WORK REQUIRED: Reproduce the following material line for line, changing nothing.

------------------------------

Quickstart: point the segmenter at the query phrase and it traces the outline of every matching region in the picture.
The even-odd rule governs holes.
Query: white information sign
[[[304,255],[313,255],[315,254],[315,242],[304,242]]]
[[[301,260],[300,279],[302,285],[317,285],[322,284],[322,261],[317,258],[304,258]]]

------------------------------

ANSWER IN FULL:
Quickstart: point the segmenter at the query phrase and it traces the outline of every matching region in the picture.
The even-odd rule governs holes.
Query: white information sign
[[[304,255],[313,255],[315,254],[315,242],[304,242]]]
[[[301,260],[300,279],[302,285],[317,285],[322,284],[322,261],[317,258],[304,258]]]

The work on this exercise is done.